[Dataset rows]
--------------------

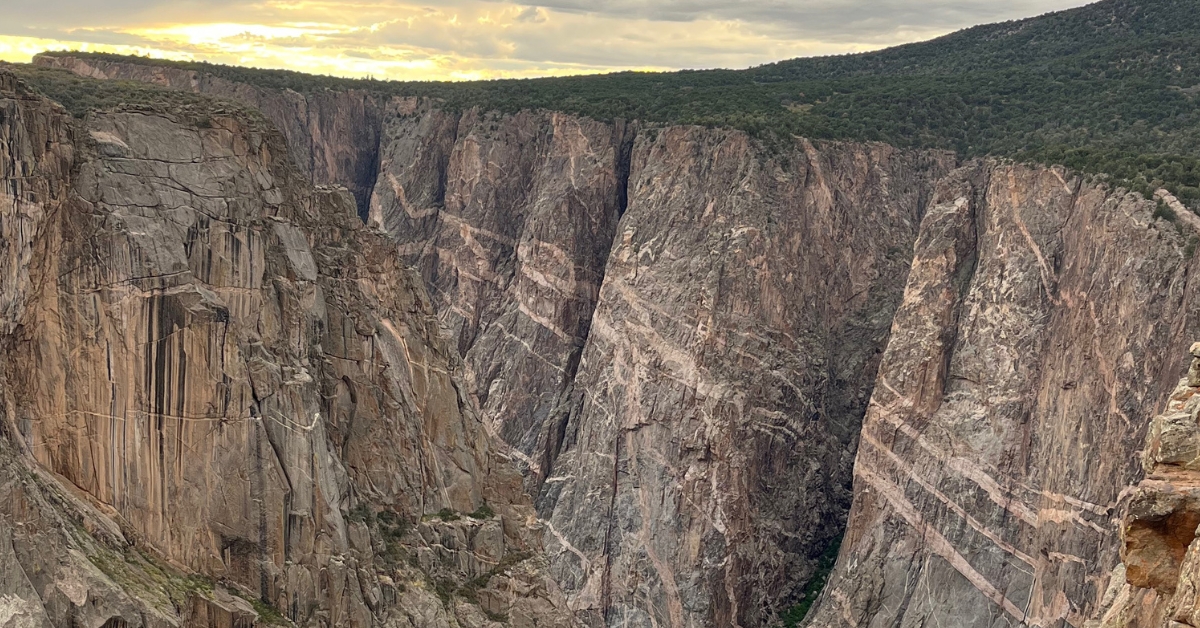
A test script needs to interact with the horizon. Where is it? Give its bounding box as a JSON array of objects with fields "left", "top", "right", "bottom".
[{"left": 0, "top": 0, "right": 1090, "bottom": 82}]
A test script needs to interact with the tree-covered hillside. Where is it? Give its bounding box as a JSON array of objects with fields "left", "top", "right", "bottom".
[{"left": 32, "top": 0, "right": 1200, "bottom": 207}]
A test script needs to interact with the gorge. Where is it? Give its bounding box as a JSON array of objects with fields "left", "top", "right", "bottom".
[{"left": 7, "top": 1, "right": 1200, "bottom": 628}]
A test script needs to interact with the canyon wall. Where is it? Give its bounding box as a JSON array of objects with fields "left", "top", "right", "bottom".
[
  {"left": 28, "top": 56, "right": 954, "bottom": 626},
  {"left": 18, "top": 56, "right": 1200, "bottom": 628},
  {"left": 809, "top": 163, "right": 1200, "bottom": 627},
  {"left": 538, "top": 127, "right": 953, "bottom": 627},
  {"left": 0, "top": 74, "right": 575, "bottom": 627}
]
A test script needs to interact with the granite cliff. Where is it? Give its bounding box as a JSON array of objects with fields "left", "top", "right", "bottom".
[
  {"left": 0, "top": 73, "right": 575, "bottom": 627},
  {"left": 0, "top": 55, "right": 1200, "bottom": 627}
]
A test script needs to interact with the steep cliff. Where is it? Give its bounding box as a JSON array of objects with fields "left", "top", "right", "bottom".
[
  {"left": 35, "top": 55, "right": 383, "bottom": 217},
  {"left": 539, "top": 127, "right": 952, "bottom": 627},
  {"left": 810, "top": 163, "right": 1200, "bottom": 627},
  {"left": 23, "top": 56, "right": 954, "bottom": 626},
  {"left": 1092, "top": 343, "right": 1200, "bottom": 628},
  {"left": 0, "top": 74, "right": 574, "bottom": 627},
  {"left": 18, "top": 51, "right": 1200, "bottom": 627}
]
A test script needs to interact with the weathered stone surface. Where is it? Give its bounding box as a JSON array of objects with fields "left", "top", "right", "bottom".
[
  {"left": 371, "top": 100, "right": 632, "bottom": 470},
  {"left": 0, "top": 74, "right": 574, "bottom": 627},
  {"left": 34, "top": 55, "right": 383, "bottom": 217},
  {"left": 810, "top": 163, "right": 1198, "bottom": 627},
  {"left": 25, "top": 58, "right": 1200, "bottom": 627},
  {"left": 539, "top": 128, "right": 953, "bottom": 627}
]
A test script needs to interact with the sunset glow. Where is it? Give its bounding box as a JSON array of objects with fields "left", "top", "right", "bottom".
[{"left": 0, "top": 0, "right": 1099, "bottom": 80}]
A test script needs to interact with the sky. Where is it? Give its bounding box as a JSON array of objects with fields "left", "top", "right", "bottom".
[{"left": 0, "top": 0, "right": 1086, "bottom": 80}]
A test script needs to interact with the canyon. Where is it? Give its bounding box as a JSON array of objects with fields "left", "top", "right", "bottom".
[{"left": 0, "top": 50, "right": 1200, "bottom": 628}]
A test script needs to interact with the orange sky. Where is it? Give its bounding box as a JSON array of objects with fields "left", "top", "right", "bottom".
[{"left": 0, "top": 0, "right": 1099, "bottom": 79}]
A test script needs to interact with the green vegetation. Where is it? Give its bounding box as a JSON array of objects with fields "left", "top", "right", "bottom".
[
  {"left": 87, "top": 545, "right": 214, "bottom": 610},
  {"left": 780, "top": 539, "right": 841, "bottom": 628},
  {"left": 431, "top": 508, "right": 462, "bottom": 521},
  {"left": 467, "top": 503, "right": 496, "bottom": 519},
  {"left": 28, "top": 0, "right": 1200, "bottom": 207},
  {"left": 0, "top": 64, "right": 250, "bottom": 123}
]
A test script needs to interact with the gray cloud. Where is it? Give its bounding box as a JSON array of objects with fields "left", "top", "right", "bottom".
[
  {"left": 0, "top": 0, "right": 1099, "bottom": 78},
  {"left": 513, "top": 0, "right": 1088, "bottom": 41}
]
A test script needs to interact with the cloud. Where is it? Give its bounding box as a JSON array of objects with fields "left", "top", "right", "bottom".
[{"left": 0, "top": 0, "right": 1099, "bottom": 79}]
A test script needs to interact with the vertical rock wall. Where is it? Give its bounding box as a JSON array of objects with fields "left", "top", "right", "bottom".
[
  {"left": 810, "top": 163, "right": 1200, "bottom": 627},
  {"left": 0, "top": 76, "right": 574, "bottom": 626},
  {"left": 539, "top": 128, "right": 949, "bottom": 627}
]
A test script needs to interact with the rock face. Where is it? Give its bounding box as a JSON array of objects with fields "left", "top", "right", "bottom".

--------------------

WRITTEN REQUEST>
Copy the listing from the line with "A test script needs to interact with the vertical" up to and including the last line, requests included, and offset every bounding box coordinate in the answers by adding 51.

COMPLETED EXERCISE>
A test script needs to interact with the vertical rock wall. Where is it? Give its bounding box as a JSON array of objects with fields "left", "top", "right", "bottom".
[
  {"left": 861, "top": 214, "right": 1251, "bottom": 678},
  {"left": 51, "top": 127, "right": 625, "bottom": 677},
  {"left": 590, "top": 179, "right": 1000, "bottom": 678}
]
A test script needs to interact with the rock face. Where is it? Give its bounding box as a JSON array of objects with fields "left", "top", "right", "bottom".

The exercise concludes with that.